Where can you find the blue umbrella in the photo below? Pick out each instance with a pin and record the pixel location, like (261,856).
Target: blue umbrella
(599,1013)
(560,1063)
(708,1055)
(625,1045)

:: WHAT THE TASK ASKS ::
Report how many of the lines above contain the string "umbrella", treating uppercase and lowercase as different. Give only the number.

:: THE OUTPUT ::
2